-- BEGIN DATASET RECORDS --

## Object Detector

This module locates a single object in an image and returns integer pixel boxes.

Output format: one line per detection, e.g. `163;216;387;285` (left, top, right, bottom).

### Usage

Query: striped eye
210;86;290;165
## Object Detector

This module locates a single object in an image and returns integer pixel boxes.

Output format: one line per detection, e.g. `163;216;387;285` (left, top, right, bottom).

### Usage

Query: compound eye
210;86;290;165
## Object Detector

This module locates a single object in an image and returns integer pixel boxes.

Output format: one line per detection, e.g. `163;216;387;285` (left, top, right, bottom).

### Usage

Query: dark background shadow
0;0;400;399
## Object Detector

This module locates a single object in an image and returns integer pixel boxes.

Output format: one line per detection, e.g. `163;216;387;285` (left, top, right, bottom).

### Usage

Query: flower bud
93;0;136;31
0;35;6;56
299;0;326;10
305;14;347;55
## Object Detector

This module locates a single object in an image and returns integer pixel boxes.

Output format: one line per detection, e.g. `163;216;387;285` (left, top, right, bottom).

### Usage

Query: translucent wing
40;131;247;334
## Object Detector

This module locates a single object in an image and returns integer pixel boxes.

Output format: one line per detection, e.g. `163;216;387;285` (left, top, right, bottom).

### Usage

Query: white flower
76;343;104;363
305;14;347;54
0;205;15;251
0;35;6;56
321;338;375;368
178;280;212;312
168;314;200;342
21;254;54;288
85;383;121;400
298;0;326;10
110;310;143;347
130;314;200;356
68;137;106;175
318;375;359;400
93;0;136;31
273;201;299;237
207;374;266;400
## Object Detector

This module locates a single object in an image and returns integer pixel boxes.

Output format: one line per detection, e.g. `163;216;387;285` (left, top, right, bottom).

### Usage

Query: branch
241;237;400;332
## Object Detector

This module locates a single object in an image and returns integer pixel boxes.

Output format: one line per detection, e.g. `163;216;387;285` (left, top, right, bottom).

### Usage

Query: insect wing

-- END DATASET RECORDS --

• [DO THIS]
List every line of the material above that contains the word "flower".

• [RESULT OF THIS TASK]
Query: flower bud
Query: white flower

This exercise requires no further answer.